***** Task inputs *****
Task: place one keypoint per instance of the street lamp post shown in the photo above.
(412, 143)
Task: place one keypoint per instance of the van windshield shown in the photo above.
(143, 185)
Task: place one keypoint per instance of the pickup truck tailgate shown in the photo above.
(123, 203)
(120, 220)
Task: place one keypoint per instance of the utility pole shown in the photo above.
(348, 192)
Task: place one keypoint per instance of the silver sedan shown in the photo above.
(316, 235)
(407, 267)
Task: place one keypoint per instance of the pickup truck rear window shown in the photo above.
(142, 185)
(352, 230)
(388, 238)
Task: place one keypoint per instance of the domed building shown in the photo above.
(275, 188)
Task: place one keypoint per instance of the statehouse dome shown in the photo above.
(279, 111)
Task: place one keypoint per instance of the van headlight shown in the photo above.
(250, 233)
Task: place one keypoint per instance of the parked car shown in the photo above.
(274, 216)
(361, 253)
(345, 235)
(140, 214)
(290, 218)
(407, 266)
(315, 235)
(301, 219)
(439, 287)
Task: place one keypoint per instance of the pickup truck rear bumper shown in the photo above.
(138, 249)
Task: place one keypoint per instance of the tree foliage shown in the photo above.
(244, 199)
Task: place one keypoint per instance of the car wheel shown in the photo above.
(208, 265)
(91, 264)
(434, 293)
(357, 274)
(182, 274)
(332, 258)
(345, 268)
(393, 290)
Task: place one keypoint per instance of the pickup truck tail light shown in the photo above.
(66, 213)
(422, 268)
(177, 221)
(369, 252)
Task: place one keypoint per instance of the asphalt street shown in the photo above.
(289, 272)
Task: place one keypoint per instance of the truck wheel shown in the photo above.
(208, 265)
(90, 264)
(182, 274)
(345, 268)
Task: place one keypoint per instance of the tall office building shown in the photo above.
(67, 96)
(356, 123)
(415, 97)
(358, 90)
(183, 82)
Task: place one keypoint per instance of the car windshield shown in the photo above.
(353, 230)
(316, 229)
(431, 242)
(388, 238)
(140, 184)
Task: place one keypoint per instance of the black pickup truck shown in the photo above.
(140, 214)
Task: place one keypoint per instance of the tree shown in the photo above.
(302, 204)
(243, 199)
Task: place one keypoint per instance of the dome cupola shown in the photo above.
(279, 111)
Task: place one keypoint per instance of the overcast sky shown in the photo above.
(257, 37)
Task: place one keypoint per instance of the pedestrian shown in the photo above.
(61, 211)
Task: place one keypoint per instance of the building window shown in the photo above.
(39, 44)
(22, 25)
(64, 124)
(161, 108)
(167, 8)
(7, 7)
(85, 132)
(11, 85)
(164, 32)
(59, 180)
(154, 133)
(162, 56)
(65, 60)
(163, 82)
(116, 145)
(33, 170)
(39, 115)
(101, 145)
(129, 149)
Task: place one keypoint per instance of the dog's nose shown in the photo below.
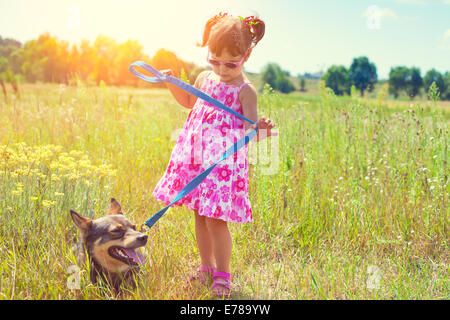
(143, 238)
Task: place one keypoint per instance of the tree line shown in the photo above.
(48, 59)
(363, 75)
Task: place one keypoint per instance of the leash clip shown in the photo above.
(144, 228)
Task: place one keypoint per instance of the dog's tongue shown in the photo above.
(138, 258)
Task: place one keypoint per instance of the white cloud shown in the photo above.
(374, 15)
(422, 2)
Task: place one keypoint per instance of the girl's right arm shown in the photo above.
(184, 98)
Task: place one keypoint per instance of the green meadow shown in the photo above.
(351, 203)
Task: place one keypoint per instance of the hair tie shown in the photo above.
(250, 21)
(219, 16)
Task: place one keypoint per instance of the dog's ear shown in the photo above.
(115, 207)
(83, 223)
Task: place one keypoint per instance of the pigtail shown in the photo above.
(255, 27)
(208, 26)
(257, 31)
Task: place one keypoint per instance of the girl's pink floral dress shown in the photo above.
(207, 133)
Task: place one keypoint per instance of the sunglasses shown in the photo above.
(231, 65)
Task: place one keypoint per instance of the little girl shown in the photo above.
(207, 133)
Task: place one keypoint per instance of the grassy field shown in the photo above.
(356, 207)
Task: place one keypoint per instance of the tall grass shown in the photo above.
(357, 209)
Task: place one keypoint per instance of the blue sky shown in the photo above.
(301, 36)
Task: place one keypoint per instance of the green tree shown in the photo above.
(446, 94)
(302, 83)
(397, 80)
(269, 74)
(338, 79)
(435, 76)
(413, 82)
(363, 74)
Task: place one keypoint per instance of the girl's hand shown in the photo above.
(266, 125)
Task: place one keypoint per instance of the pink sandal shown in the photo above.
(221, 285)
(202, 275)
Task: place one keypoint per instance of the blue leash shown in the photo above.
(159, 78)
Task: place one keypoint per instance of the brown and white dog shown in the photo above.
(112, 243)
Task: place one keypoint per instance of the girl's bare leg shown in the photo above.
(204, 241)
(221, 243)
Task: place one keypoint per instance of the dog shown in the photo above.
(112, 243)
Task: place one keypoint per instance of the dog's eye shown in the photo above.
(117, 232)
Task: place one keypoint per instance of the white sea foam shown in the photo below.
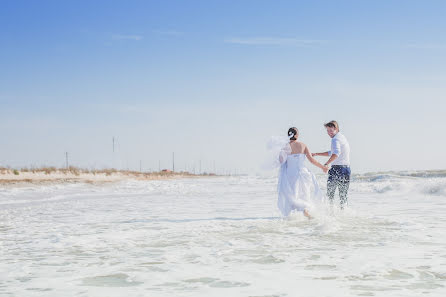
(223, 237)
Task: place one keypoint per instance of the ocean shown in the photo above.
(223, 236)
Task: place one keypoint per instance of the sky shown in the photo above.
(212, 81)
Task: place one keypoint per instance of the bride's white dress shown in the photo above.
(297, 188)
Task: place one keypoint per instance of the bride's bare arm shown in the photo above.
(313, 160)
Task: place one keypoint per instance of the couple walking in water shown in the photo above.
(297, 186)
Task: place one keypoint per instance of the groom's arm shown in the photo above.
(326, 154)
(335, 151)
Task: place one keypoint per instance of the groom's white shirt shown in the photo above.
(341, 148)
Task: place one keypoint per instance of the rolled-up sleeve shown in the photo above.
(335, 147)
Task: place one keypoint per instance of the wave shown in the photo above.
(431, 182)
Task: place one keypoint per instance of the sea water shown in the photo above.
(223, 236)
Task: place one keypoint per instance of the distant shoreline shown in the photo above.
(51, 175)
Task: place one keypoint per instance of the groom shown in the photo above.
(339, 173)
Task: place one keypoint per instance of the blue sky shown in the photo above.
(213, 80)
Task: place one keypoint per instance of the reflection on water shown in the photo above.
(221, 236)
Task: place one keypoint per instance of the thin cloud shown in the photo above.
(127, 37)
(427, 45)
(167, 32)
(274, 41)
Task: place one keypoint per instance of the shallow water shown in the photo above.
(222, 236)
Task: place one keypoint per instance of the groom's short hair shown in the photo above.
(332, 124)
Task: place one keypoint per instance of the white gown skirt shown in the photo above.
(298, 189)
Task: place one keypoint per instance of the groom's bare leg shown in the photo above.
(331, 188)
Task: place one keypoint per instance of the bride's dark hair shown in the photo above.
(293, 132)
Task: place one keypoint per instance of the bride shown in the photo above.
(297, 187)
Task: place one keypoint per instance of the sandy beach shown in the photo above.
(75, 175)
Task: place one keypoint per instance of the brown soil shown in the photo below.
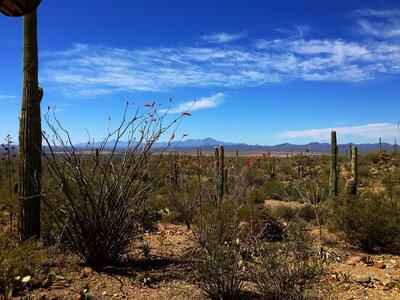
*****
Problem to work on ▸
The reply is to be all the records above, transcribed exactly, with no pictures.

Result ▸
Task: place one keypoint per instance of the street lamp post shown in the photo above.
(412, 143)
Task: place one keypoint per instance of the van windshield shown in the photo above.
(143, 185)
Task: place one keypoint per instance of the pickup truck tailgate shown in the photo above.
(123, 203)
(120, 220)
Task: place one keypoint per instance of the utility pole shown in the photo above.
(348, 192)
Task: place one keypoint per instance of the silver sedan shown in the photo above.
(316, 235)
(407, 267)
Task: place one keypoint per instance of the pickup truck rear window shown in the photo above.
(142, 185)
(352, 230)
(388, 238)
Task: place one keypoint per instance of the domed building shown in the photo above.
(275, 188)
Task: place one keypoint per instance of the statehouse dome shown in the photo above.
(279, 111)
Task: place one keypoint per instance of the van headlight shown in the photo above.
(250, 233)
Task: place one keypoint per instance of the parked car shown in the photo above.
(274, 216)
(361, 253)
(345, 235)
(140, 214)
(290, 218)
(407, 266)
(315, 235)
(301, 219)
(439, 287)
Task: place one keypoint per instance of the pickup truck rear bumper shown in the photo above.
(138, 249)
Task: place one keypoint per instance of the tree foliage shown in the photo above.
(244, 199)
Task: place one keypoint per instance of the car wheel shown in the photo above.
(208, 265)
(91, 264)
(434, 293)
(357, 274)
(182, 274)
(332, 258)
(345, 268)
(393, 290)
Task: place one keypoint per instance of the pickup truck tail light shown in the photo above.
(66, 213)
(422, 268)
(177, 221)
(369, 252)
Task: place one keypoint per instance of the asphalt street shown in the photo above.
(289, 272)
Task: place one keypoint per instance of the truck wheel shown in the photo above.
(208, 265)
(90, 264)
(182, 274)
(345, 268)
Task: place one keypoint per instance of the tall office building shown in the photo above.
(67, 96)
(356, 123)
(415, 97)
(358, 90)
(183, 82)
Task: place one keypoint per instance of the car windshield shown in the photo above.
(353, 230)
(316, 229)
(431, 242)
(388, 238)
(140, 184)
Task: place one keypoint per instance of the black pickup truck shown in the photo above.
(140, 214)
Task: place one keypoint per instance of the tree shown in the photo above.
(302, 204)
(243, 199)
Task: place one keypoint per instance of the dome cupola shown in the photo above.
(279, 111)
Task: place one keypoint per instance of the overcast sky shown in the photo above.
(257, 37)
Task: place one keypoint per instance of the pedestrian shown in the photo above.
(61, 211)
Task: place one keypoint per instance of the building window shown in the photo above.
(39, 44)
(22, 25)
(64, 124)
(161, 108)
(167, 8)
(7, 7)
(85, 132)
(11, 85)
(164, 32)
(59, 180)
(154, 133)
(162, 56)
(65, 60)
(163, 82)
(116, 145)
(33, 170)
(39, 115)
(101, 145)
(129, 149)
Task: place one keypoint per instance of the dog's nose shown in the photo below.
(143, 238)
Task: place one keypoint per instance of the tree line shown in the photo above.
(48, 59)
(363, 75)
Task: place one keypoint per instance of the leash clip shown in the photo above.
(144, 228)
Task: place one keypoint per instance of the dog's tongue shown in the photo above.
(138, 258)
Task: place one keypoint per instance of the white cloud shown in the photo above.
(374, 15)
(422, 2)
Task: place one keypoint per instance of the girl's right arm shown in the photo above.
(184, 98)
Task: place one keypoint per instance of the green meadow shown in the photo above.
(351, 203)
Task: place one keypoint per instance of the hair tie shown in the photo above.
(250, 21)
(219, 16)
Task: place one keypoint per instance of the dog's ear shown in the photo above.
(115, 207)
(83, 223)
Task: place one keypoint per instance of the pigtail shown in the photo above.
(255, 27)
(208, 26)
(257, 31)
Task: place one keypoint per instance of the girl's pink floral dress shown in the photo above.
(207, 133)
Task: place one keypoint per instance of the sunglasses shown in the photo above.
(231, 65)
Task: place one keypoint per instance of the little girl shown in the photo above.
(207, 133)
Task: place one keypoint per instance of the grassy field shown in the photo above.
(356, 207)
Task: place one keypoint per instance of the tall grass shown in the photo above.
(357, 209)
Task: place one keypoint per instance of the blue sky shown in the photo above.
(301, 36)
Task: place one keypoint per instance of the green tree shown in the photo above.
(446, 94)
(302, 83)
(397, 80)
(269, 74)
(338, 79)
(435, 76)
(413, 82)
(363, 74)
Task: place one keypoint per instance of the girl's hand shown in the photo above.
(266, 125)
Task: place one keypoint per instance of the pink sandal shown in the photo above.
(221, 285)
(202, 275)
Task: place one keypoint per instance of the blue leash shown in the photo above.
(159, 78)
Task: place one keypoint per instance of the brown and white dog shown in the photo above.
(112, 243)
Task: place one keypoint per instance of the girl's bare leg shown in the photo above.
(204, 241)
(221, 243)
Task: place one keypoint per instance of the dog shown in the photo above.
(112, 243)
Task: place one keypoint per instance of the dog's eye shown in the photo above.
(117, 232)
Task: place one keypoint per instance of the white sea foam shown in the photo below.
(223, 237)
Task: place one keypoint per instance of the ocean shown in the photo above.
(223, 236)
Task: place one keypoint per instance of the sky shown in the photo above.
(212, 81)
Task: place one keypoint per instance of the bride's white dress shown in the photo above.
(297, 188)
Task: place one keypoint per instance of the bride's bare arm shown in the photo above.
(313, 160)
Task: place one keypoint per instance of the couple walking in water shown in the photo above.
(297, 186)
Task: place one keypoint per instance of the groom's arm shown in the photo above.
(326, 154)
(335, 151)
Task: place one keypoint per instance of the groom's white shirt shown in the photo above.
(341, 148)
Task: place one keypoint per instance of the rolled-up sleeve shown in the photo above.
(335, 147)
Task: place one keypoint per instance of the wave shown in the photo above.
(431, 182)
Task: place one keypoint per instance of the sea water shown in the photo above.
(223, 236)
Task: place one keypoint per instance of the distant shoreline shown in the photo above.
(51, 175)
Task: place one keypoint per instance of the groom shown in the photo above.
(339, 173)
Task: place one keypoint per instance of the blue sky shown in the photo above.
(213, 80)
Task: place one keypoint per instance of the reflection on water shown in the photo above.
(221, 236)
Task: place one keypoint per instance of the thin cloud shown in the photo above.
(127, 37)
(427, 45)
(167, 32)
(274, 41)
Task: place one keypoint per instance of the shallow water shown in the photo above.
(222, 236)
Task: place one keypoint per instance of the groom's short hair shown in the photo above.
(332, 124)
Task: place one keypoint per instance of the white gown skirt shown in the photo above.
(298, 189)
Task: place one keypoint per instance of the groom's bare leg shown in the photo above.
(331, 188)
Task: place one keypoint per instance of the bride's dark hair shown in the photo above.
(293, 132)
Task: place one keypoint per instance of the bride shown in the photo above.
(297, 187)
Task: place one keypoint per instance of the sandy beach shown in the photo above.
(75, 175)
Task: place one keypoint per instance of the brown soil shown in the photo below.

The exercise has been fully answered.